» Directions for this task
Rewrite the part of the items that opens with the line containing "Find the bus interior" and closes with the line containing "36], [158, 29]]", replacing "bus interior curtain" with "bus window curtain" and leaving everything else unchanged. Return only those lines.

• • • •

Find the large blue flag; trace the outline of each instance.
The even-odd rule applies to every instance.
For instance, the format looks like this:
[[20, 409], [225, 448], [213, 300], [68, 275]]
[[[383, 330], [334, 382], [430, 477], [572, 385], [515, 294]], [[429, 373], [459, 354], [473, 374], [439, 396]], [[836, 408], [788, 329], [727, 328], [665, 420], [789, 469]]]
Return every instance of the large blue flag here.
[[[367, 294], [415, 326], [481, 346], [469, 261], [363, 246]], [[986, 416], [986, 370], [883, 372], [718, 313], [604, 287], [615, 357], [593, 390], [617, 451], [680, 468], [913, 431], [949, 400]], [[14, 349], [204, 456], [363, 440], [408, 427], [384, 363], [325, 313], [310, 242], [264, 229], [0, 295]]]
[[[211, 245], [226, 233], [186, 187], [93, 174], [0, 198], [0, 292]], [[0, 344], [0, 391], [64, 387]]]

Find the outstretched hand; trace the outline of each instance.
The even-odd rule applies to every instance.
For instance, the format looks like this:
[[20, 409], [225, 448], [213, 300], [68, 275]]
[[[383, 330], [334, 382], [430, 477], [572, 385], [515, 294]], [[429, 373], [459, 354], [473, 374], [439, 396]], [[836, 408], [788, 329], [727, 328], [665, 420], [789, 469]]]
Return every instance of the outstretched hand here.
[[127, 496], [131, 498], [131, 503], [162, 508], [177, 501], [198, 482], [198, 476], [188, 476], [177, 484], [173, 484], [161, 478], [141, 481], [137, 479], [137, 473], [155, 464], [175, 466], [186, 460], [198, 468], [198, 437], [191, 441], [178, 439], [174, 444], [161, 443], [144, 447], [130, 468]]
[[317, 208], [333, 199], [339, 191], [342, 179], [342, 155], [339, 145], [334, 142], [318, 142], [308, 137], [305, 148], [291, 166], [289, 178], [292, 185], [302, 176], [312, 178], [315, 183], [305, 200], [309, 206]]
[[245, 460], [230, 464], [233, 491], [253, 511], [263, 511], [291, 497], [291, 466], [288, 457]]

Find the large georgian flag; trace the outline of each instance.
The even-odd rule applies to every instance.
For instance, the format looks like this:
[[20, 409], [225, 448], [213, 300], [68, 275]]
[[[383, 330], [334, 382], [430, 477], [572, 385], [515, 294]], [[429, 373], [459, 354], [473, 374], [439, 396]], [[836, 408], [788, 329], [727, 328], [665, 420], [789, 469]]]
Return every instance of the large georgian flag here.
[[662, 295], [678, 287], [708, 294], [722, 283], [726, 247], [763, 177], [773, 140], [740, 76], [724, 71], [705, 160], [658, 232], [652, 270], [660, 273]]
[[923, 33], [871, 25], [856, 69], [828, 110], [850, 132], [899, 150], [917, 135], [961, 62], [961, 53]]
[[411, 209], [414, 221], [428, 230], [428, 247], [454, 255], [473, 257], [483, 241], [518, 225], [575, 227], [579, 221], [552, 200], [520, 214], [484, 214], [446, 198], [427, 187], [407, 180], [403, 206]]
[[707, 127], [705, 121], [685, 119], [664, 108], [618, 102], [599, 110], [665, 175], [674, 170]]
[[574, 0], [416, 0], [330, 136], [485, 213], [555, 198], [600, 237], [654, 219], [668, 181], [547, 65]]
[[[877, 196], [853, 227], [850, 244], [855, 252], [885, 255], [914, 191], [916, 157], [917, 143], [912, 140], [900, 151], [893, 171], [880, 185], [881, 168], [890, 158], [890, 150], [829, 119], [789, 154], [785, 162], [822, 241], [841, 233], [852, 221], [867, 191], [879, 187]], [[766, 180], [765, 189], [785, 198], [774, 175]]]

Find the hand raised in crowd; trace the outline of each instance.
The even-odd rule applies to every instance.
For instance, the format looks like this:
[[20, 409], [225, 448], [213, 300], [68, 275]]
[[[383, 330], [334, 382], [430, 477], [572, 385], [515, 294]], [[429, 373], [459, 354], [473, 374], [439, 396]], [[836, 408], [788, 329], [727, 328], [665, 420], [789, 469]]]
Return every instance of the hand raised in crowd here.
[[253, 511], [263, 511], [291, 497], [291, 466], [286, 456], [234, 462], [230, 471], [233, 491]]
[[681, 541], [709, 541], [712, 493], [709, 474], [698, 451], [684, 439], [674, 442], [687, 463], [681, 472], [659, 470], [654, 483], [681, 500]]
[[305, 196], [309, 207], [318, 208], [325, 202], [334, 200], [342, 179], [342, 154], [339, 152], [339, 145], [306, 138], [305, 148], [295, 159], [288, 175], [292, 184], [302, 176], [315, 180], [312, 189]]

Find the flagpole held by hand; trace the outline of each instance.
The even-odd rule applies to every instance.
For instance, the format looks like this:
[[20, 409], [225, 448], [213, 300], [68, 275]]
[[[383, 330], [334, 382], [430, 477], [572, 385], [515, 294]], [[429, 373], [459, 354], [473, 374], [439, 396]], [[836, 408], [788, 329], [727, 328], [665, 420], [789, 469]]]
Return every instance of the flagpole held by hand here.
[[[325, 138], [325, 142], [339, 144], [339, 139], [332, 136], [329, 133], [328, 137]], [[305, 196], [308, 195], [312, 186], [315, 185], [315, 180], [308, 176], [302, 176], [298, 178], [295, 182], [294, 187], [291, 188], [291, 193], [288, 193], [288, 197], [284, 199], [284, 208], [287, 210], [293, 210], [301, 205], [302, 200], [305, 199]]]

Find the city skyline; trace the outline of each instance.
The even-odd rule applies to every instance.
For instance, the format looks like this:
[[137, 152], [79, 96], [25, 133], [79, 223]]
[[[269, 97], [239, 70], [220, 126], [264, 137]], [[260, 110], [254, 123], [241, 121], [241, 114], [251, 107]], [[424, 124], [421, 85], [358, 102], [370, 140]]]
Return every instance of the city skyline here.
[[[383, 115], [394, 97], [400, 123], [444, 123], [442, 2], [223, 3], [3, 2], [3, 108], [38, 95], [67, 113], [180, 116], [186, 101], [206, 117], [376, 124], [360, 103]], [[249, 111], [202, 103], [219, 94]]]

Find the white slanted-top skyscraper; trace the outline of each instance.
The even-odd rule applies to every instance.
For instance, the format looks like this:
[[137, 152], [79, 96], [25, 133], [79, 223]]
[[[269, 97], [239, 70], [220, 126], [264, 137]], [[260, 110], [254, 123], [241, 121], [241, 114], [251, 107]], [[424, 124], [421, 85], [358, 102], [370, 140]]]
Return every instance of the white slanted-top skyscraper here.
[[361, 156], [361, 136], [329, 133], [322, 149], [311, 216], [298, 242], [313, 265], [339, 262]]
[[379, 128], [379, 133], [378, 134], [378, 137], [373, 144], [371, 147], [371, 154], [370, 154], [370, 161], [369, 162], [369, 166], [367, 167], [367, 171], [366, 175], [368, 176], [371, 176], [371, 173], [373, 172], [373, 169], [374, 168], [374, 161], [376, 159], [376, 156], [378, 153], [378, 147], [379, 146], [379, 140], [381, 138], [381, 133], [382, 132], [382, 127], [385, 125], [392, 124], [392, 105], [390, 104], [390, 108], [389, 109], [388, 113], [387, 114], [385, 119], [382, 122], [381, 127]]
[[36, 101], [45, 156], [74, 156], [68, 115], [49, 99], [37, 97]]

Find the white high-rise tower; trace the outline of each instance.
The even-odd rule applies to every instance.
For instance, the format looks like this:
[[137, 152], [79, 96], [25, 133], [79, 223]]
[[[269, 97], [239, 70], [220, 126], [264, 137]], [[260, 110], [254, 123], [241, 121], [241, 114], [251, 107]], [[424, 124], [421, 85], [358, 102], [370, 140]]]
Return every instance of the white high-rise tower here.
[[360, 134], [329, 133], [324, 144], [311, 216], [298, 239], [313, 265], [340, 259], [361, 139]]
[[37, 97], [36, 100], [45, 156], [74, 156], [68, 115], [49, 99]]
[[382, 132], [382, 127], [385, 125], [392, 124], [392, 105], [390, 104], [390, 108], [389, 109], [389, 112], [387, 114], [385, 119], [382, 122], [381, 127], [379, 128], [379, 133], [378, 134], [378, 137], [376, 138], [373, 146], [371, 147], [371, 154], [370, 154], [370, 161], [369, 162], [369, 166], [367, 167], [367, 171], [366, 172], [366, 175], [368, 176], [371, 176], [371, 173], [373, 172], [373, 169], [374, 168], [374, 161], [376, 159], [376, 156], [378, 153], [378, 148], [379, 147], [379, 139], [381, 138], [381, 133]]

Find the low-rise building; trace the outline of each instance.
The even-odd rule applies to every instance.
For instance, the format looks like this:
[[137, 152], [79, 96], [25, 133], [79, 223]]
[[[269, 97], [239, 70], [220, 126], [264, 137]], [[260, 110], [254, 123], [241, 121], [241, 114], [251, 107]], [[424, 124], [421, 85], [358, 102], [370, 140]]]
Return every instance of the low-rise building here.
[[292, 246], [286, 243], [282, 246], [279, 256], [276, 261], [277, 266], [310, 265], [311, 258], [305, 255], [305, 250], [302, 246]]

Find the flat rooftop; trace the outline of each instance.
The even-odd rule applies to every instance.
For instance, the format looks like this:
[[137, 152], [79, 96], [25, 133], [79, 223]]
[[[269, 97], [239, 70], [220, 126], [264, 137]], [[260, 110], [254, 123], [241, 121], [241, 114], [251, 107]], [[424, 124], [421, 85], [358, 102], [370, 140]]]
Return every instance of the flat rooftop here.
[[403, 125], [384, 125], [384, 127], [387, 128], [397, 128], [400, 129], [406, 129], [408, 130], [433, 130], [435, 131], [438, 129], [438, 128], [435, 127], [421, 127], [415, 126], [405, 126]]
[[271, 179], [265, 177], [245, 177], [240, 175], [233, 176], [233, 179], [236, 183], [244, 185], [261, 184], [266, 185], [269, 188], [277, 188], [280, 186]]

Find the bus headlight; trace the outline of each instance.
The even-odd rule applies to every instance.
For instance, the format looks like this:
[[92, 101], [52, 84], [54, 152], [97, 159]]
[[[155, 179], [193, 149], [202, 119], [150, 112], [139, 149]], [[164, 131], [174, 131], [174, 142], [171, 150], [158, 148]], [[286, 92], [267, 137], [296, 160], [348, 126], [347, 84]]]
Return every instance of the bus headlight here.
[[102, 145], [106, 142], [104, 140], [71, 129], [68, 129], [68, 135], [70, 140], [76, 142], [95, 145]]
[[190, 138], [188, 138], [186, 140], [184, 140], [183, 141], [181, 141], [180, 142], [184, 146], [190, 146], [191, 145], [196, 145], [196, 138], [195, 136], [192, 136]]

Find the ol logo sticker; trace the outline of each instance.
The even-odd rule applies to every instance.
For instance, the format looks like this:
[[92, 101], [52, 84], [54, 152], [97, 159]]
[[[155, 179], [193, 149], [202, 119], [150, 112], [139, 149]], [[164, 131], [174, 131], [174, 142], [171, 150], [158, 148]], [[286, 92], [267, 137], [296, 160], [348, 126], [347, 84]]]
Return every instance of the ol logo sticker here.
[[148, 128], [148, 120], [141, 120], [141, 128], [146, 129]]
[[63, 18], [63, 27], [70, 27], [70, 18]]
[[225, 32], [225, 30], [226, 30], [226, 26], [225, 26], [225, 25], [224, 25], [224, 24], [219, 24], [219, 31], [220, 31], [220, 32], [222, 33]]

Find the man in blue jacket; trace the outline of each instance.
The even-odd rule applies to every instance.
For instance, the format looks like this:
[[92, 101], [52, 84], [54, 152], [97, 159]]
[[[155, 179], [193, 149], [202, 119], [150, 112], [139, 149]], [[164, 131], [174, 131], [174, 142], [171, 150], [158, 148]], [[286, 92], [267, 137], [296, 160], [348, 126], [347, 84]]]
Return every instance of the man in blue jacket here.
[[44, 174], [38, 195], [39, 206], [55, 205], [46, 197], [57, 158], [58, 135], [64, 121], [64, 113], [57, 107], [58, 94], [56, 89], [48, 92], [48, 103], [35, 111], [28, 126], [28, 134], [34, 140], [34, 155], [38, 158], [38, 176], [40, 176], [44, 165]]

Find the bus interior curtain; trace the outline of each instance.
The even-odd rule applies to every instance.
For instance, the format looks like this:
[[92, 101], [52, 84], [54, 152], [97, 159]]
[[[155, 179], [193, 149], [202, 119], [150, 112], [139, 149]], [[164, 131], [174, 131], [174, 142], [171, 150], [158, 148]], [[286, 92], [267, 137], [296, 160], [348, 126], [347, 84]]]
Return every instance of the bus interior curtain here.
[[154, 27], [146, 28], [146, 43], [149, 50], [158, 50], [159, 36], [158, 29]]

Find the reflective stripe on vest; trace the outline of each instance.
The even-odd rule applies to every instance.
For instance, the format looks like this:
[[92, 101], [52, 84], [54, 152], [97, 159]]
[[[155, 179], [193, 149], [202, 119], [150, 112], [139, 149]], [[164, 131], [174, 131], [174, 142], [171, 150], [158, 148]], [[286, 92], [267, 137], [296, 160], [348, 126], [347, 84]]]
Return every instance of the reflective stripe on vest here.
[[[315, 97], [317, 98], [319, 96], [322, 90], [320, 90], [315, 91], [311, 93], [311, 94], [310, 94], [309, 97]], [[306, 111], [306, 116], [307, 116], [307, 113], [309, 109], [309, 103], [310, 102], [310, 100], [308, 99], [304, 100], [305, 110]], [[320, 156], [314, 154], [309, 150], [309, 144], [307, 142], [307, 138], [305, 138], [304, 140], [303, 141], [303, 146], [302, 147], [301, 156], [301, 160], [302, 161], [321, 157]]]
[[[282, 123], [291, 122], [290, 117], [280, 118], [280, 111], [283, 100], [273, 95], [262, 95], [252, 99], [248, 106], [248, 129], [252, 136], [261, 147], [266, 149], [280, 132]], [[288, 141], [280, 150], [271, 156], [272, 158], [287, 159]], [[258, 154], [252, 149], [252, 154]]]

• • • •

» Expected answer
Find the bus window curtain; trace the outline of each instance.
The even-odd rule applies to every instance.
For instance, the format looks like this:
[[92, 101], [52, 84], [54, 152], [97, 159]]
[[[155, 179], [193, 149], [202, 119], [150, 112], [139, 149]], [[164, 131], [174, 131], [174, 142], [171, 150], [158, 148]], [[286, 92], [267, 137], [296, 160], [348, 126], [347, 84]]]
Return every instance of the bus window curtain here.
[[154, 27], [146, 28], [146, 43], [149, 50], [158, 50], [159, 36], [158, 29]]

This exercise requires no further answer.